Instructions to follow. What is Rustie's birth name, according to the concert review?

** Opening Given passage block **

Live: Rustie Gets Maximalist At Santos Party House


Rustie w/Mess Kid, Kilo Kish, Spaceghostpurrp
Santos Party House
Tuesday, May 15

Better than: Being in a quiet, big room.

Glaswegian producer Rustie (born Russel Whyte) makes huge dance tracks that are helping define a new maximalist, everything-goes ethos in electronic dance music. The basement of Santos Party House, where he headlined the Shortcuts party last night, is relatively tiny. This resulted in people new to the space, but familiar with Rustie’s work, inspect its close walls quizzically, seemingly wondering how so much sound was going to fit into such a small space.

As it turned out, the sound fit just fine. Despite having to wait an hour and a half for initial opening act Mess Kid to arrive, and another two and a half for the man himself, the crowd thrilled to Rustie. He responded to the enthusiasm deftly, playing well enough to merit an encore even as half the crowd was exhausted to the point of collapse, but still awake enough to thrash around and elbow each other’s faces until Whyte’s laptop was shut for good.

** Closing Given passage block **
** Opening Dataset content block **

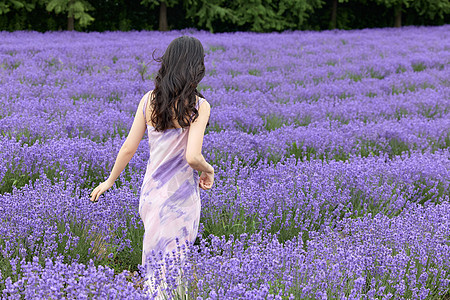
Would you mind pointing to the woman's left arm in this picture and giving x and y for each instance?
(126, 152)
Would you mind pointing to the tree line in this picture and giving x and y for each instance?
(218, 15)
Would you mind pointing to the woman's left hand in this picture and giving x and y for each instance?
(100, 189)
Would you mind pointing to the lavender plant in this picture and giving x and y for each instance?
(331, 152)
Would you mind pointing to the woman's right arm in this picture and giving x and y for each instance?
(197, 128)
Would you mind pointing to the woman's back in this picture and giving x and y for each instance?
(170, 198)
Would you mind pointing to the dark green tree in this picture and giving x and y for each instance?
(254, 15)
(7, 5)
(75, 10)
(163, 5)
(431, 8)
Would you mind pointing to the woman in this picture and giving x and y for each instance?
(175, 120)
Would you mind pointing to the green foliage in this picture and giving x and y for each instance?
(260, 16)
(7, 5)
(217, 15)
(153, 3)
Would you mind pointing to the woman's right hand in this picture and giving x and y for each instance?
(206, 180)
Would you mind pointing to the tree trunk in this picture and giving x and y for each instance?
(163, 17)
(70, 25)
(398, 15)
(333, 15)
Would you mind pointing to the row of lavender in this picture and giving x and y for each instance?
(363, 212)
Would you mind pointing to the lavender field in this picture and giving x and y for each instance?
(331, 152)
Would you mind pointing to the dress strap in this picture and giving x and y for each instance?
(200, 101)
(145, 103)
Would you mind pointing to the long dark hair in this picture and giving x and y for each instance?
(174, 95)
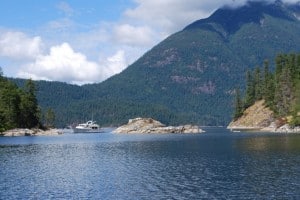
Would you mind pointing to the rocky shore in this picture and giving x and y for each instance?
(149, 125)
(30, 132)
(260, 118)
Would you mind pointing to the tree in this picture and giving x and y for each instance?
(238, 105)
(29, 106)
(258, 86)
(49, 118)
(250, 90)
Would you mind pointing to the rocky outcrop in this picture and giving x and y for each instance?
(260, 118)
(149, 125)
(31, 132)
(255, 117)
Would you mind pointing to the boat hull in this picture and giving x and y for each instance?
(87, 130)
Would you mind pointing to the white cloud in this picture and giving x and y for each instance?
(62, 64)
(66, 65)
(118, 42)
(114, 64)
(65, 8)
(17, 45)
(133, 35)
(169, 16)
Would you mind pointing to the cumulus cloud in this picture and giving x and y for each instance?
(65, 8)
(17, 45)
(66, 65)
(118, 42)
(172, 15)
(133, 35)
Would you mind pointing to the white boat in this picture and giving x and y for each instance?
(88, 127)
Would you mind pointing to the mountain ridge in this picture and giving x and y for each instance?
(190, 76)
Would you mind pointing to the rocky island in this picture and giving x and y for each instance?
(30, 132)
(149, 125)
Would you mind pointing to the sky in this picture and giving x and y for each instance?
(80, 42)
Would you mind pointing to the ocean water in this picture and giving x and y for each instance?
(215, 165)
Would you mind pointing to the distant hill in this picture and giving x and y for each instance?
(190, 76)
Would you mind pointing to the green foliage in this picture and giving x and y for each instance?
(18, 108)
(238, 105)
(49, 118)
(189, 77)
(281, 90)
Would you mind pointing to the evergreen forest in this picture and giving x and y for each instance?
(280, 89)
(18, 107)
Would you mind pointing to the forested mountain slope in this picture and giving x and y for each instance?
(189, 77)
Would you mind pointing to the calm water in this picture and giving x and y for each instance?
(214, 165)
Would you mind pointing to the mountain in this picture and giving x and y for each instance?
(190, 76)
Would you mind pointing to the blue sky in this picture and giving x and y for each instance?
(80, 42)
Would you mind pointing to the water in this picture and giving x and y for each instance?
(214, 165)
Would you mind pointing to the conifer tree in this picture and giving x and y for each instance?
(29, 106)
(250, 90)
(238, 104)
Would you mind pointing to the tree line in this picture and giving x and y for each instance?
(19, 107)
(280, 89)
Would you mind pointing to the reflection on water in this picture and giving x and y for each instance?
(214, 165)
(281, 143)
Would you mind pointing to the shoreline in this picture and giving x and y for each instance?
(17, 132)
(285, 129)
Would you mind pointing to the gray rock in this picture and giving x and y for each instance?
(149, 125)
(30, 132)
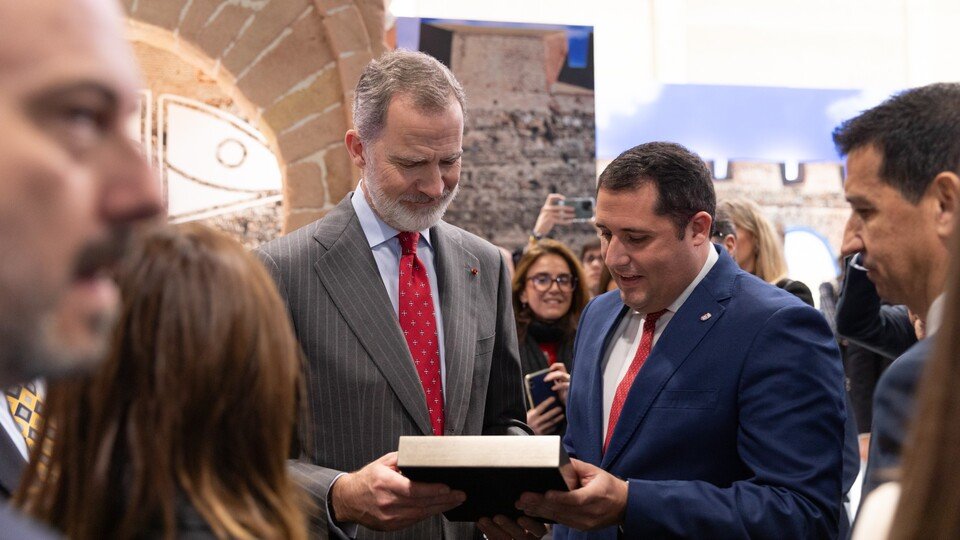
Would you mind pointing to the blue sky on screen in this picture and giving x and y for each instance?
(719, 122)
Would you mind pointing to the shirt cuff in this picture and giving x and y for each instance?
(344, 531)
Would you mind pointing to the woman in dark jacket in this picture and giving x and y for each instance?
(547, 299)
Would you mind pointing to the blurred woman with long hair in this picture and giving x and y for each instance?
(548, 296)
(753, 242)
(185, 429)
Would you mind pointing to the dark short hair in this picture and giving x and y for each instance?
(684, 183)
(427, 82)
(917, 133)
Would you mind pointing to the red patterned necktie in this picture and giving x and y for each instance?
(646, 343)
(419, 326)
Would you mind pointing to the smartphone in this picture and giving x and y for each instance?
(582, 207)
(538, 390)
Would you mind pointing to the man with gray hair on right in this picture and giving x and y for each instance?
(406, 321)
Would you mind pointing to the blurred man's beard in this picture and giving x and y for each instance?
(40, 349)
(394, 213)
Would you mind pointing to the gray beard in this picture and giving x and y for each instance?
(401, 218)
(29, 351)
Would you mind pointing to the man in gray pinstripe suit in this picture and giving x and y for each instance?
(339, 276)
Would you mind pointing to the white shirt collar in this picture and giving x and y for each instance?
(374, 228)
(934, 315)
(712, 259)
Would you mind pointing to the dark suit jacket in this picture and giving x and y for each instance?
(862, 318)
(363, 390)
(734, 427)
(12, 466)
(892, 409)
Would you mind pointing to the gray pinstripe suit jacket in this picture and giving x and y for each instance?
(363, 390)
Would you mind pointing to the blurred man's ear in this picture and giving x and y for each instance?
(730, 244)
(946, 189)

** Closing Dataset content block **

Reply. Russel Whyte